▶ [Source passage]
┏━━

Associate Director Fractal Therapeutics, Arizona, United States
Objectives: In this study, we have examined the accuracy of a range of estimation methods for finding the maximum tolerated dose (MTD) in a clinical trial. A popular approach is to use 3+3 dose escalation, where three patients at a time are dosed in each cohort and the MTD occurs when at least two patients experience dose limiting toxicity (DLT). In practice, toxicities are often recorded on a graded scale, MTD estimation often requires dichotomizing this graded data to a binary measure of dose limiting toxicity (DLT). Estimation algorithms that retain graded data and estimate MTD by modeling patient response heterogeneity may reduce information loss and improve MTD estimation accuracy, but these strategies have yet to be comprehensively tested. Here we put forward a novel approach for MTD estimation, the Population Response Estimate (PRE), and compare its performance to other approaches such as ordinal logistic regression, logistic regression, and 3+3.

┗━━

▶ [Referring expression data]
┏━━

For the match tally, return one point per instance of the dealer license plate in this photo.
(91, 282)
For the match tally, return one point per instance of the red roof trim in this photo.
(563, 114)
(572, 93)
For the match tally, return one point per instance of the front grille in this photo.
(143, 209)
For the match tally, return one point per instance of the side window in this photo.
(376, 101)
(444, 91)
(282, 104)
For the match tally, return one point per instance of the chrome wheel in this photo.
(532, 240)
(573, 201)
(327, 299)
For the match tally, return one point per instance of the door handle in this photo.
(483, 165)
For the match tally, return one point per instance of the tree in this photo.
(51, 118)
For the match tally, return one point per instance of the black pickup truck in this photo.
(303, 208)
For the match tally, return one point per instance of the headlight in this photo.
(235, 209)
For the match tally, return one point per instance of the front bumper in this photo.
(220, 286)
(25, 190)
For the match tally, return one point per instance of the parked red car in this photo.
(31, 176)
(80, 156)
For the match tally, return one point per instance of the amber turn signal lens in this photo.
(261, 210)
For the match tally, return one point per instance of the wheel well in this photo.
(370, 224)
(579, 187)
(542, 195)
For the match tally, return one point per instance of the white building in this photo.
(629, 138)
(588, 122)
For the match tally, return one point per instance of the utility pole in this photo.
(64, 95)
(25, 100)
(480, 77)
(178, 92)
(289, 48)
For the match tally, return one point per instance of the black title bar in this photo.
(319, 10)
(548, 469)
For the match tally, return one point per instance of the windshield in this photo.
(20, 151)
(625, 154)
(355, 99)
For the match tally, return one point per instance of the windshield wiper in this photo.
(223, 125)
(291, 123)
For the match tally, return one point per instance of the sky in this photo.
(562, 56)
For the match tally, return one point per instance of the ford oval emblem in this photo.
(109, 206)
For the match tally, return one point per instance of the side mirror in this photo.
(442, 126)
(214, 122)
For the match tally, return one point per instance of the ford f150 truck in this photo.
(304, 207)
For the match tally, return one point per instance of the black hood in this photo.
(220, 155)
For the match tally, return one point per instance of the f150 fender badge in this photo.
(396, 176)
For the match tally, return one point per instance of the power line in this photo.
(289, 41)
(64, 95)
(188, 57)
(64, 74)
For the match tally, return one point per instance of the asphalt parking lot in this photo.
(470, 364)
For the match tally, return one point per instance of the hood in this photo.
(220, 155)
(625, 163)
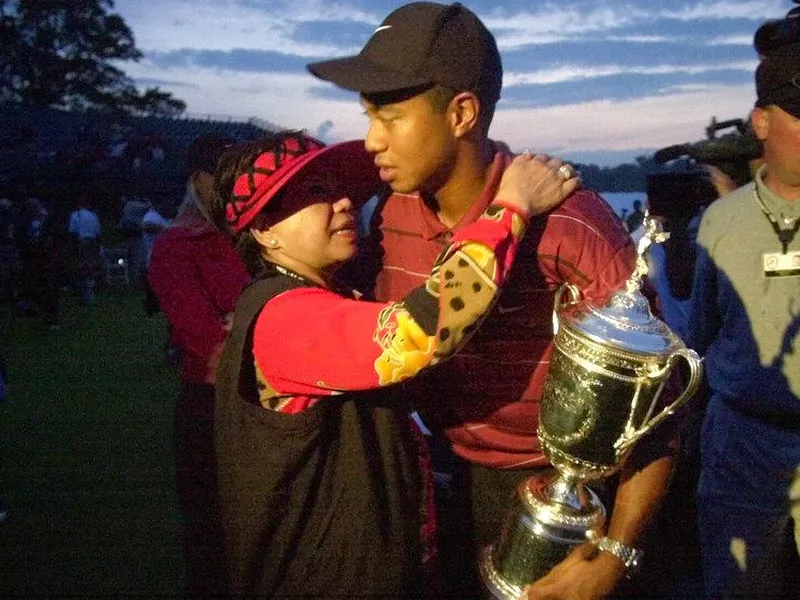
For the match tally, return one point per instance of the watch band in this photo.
(630, 557)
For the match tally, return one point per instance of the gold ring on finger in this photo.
(566, 171)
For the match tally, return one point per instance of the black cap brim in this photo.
(364, 76)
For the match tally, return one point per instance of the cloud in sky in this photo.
(580, 76)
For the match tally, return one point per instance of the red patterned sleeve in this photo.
(311, 341)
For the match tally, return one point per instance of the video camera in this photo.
(687, 187)
(778, 32)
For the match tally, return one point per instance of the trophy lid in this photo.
(626, 322)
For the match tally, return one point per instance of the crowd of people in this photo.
(359, 401)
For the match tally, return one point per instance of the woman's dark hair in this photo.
(236, 160)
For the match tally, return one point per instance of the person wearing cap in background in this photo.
(745, 320)
(321, 472)
(429, 79)
(197, 276)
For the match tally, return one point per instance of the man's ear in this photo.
(759, 119)
(265, 238)
(464, 112)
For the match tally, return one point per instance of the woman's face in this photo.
(318, 237)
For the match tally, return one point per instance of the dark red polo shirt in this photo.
(487, 396)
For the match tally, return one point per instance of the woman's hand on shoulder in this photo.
(537, 183)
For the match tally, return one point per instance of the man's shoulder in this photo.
(587, 210)
(723, 209)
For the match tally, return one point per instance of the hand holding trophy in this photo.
(606, 375)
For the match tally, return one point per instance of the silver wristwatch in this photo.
(630, 557)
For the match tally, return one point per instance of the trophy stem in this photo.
(552, 513)
(569, 491)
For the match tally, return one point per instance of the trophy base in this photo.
(540, 530)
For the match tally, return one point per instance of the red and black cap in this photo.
(295, 156)
(778, 80)
(419, 44)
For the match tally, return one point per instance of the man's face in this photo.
(413, 144)
(780, 132)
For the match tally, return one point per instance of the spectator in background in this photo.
(745, 319)
(133, 211)
(40, 244)
(153, 223)
(197, 275)
(634, 220)
(84, 228)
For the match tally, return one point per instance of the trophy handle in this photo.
(695, 377)
(575, 296)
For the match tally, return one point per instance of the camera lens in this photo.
(775, 33)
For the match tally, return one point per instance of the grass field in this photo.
(86, 453)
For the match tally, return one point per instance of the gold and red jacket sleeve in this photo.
(310, 342)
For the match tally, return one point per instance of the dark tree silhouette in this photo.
(60, 53)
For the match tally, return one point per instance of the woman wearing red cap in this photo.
(319, 461)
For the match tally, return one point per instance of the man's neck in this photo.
(465, 184)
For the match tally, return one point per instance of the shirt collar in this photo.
(433, 227)
(774, 203)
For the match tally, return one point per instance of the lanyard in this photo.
(785, 236)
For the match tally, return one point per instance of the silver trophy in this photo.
(607, 372)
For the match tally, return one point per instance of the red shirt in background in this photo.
(197, 276)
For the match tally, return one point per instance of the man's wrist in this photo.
(629, 556)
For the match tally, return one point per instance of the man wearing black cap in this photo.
(746, 321)
(429, 78)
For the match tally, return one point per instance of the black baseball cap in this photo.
(419, 44)
(778, 80)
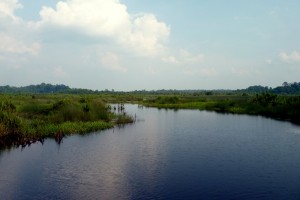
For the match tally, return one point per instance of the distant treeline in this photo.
(286, 88)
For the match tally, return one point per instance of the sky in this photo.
(150, 44)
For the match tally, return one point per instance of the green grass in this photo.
(25, 119)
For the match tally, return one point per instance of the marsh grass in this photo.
(26, 119)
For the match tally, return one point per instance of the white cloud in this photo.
(60, 72)
(111, 61)
(8, 7)
(189, 57)
(293, 57)
(10, 44)
(141, 33)
(203, 72)
(269, 61)
(170, 59)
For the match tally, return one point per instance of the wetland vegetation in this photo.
(32, 113)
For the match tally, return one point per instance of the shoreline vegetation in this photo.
(31, 117)
(26, 119)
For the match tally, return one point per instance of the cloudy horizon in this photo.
(134, 45)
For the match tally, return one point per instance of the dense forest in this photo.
(285, 88)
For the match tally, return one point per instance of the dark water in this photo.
(166, 154)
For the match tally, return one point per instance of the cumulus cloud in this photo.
(170, 59)
(269, 61)
(142, 33)
(189, 57)
(10, 44)
(293, 57)
(111, 61)
(60, 72)
(8, 7)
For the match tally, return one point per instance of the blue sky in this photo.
(150, 44)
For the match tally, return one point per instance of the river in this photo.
(165, 154)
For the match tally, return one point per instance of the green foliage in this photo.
(24, 119)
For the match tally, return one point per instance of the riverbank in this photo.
(283, 107)
(26, 119)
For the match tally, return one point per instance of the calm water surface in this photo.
(166, 154)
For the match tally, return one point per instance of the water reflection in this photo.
(164, 155)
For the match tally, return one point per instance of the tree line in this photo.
(43, 88)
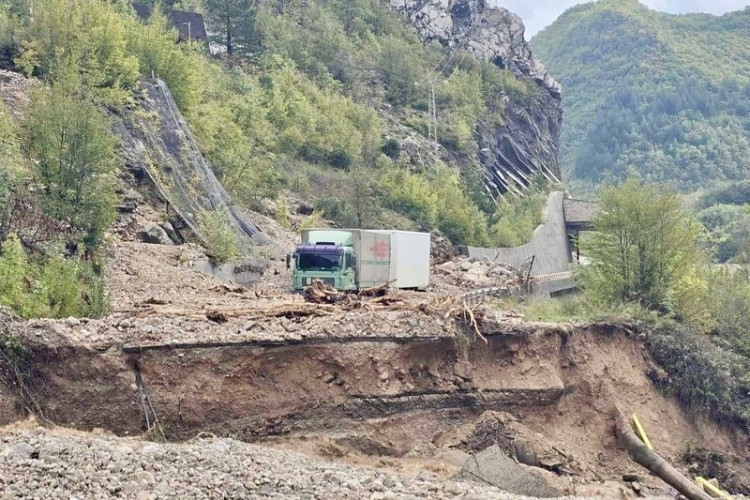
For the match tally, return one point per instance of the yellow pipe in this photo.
(711, 489)
(641, 433)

┗━━

▶ [Task instructions]
- 1) Using the dose-finding abstract, explain in one to three sentences why estimation methods that keep graded toxicity data might outperform those that convert it to a binary DLT measure.
- 2) Please go on with the dose-finding abstract from the point where it stops.
The records are separate material, unrelated to the dose-finding abstract.

▶ [Results of the exercise]
- 1) Methods that keep graded toxicity data and model differences in how patients respond may reduce the information lost when graded data are dichotomized into a binary measure of dose limiting toxicity. That reduced loss may improve the accuracy of MTD estimation.

- 2)
Methods: Our approach, PRE, applies Maximum Likelihood Theory to graded toxicity data to estimate the toxicity central tendency curve and population heterogeneity, which in turn is used to construct a probability model for patient DLT. We evaluated the performance of MTD estimation algorithms by simulating synthetic clinical toxicity data. This was done by randomly generating patient toxicity samples from an assumed-true underlying toxicity relationship relating drug dose to exposure, and drug exposure to patient toxicity (based on a first-order Hill function describing the central tendency combined with a population response heterogeneity/probability density modeled as a Gaussian distribution). The true MTD (MTDTRUE) of the is defined at the drug exposure that causes 25% of the patient population to experience DLT (toxicity of grade 3 or higher). We evaluated each MTD estimation approach for its ability to estimate MTDTRUE on the same dataset, containing 5000 simulated curves for each toxicity function examined. We used both 3+3 dose escalation as well as an alternative paradigm (adaptive dose escalation) to evaluate each method.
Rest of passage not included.